Required tasks
**A)** In the Blosser mansion article, reproduce the passage starting with "Henry Blosser was" and going on through "so very French.", substituting "six hundred forty acres" for "640 acres".
**B)** List every color that the Blosser mansion article names.
--- Start of Source excerpt ---
A beautifully preserved country mansion proves that history belongs to the bold.

This story originally appeared in the March/April 2022 issue of Missouri Life magazine.

Henry Blosser was three generations removed from his Swiss ancestors, but that didn’t stop the nineteenth-century land speculator from celebrating his heritage when he and his wife, Sarah, built their dream home in 1878 on 640 acres near the town of Malta Bend. Decorative trim and shutters and a roof embellished with stripes of red, blue, green, and black invoked the spirit of a Swiss chalet, even though the architecture was Second Empire and so very French.

The Blosser family came and went, and time leeched away the color and life from the home. When Dr. Arthur Elman and his wife, Carolyn, visited the house for the first time in 2014, it had been neglected, vandalized, and placed on Missouri Preservation’s endangered properties list.

The fertile cropland it was sitting on was more valuable than the house itself, and it was destined for demolition—until the Elmans stepped up to save both the house and the equally impressive barn. Art and Carolyn hired Kelee Katillac, a noted interior designer with a track record of reinvigorating historic properties. Kelee and her team of preservation contractors and consultants were hired to preserve the buildings to the stringent standards required of a property on the National Register of Historic Places, while making them comfortable for modern living and reflective of the Elmans’ personal tastes and interests.
--- End of Source excerpt ---
--- Start of Information shown ---
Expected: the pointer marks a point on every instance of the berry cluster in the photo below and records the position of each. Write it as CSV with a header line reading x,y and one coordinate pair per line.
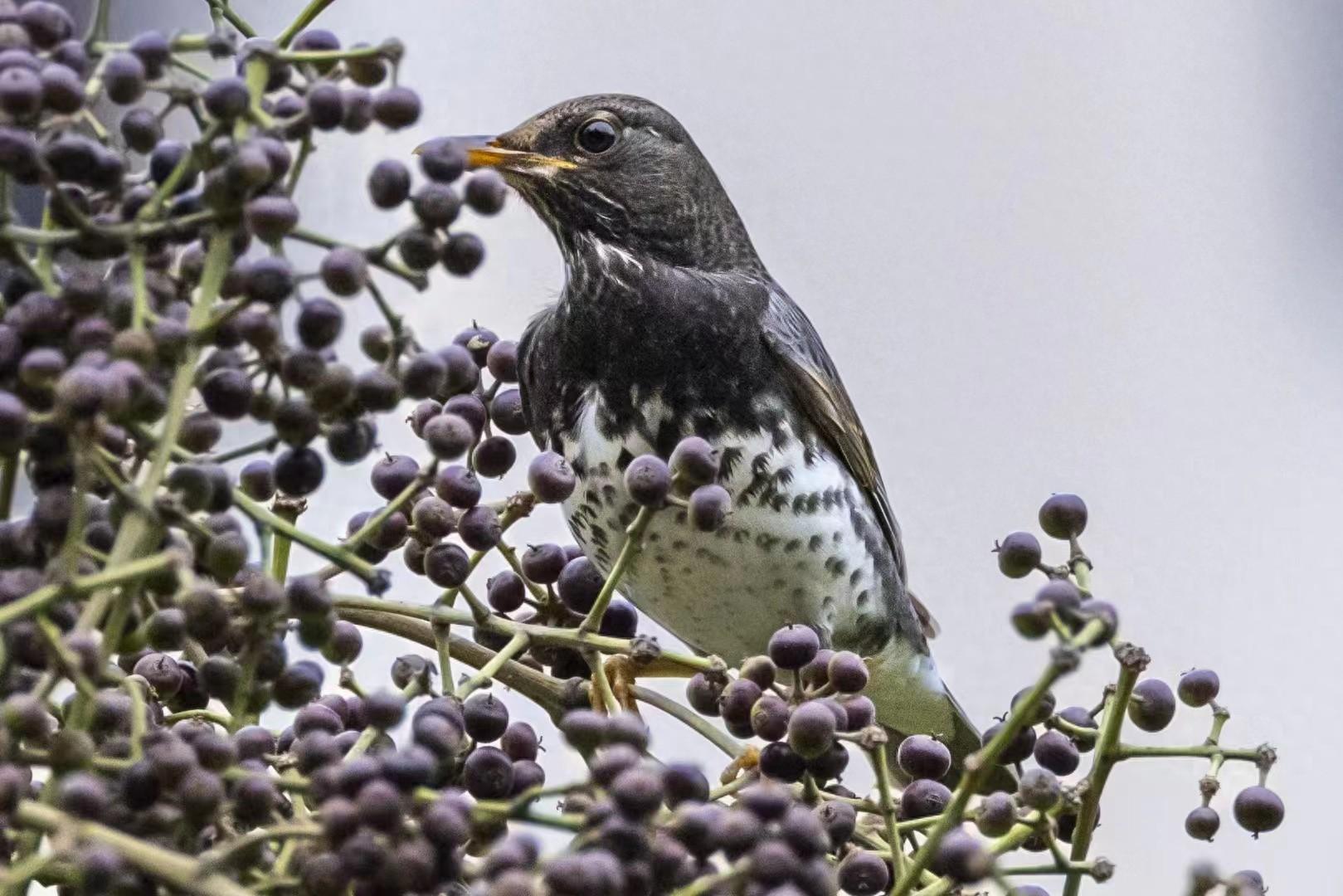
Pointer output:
x,y
149,622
--- End of Information shown ---
Solutions by task
**A)**
Henry Blosser was three generations removed from his Swiss ancestors, but that didn’t stop the nineteenth-century land speculator from celebrating his heritage when he and his wife, Sarah, built their dream home in 1878 on six hundred forty acres near the town of Malta Bend. Decorative trim and shutters and a roof embellished with stripes of red, blue, green, and black invoked the spirit of a Swiss chalet, even though the architecture was Second Empire and so very French.

**B)** Red, blue, green, and black.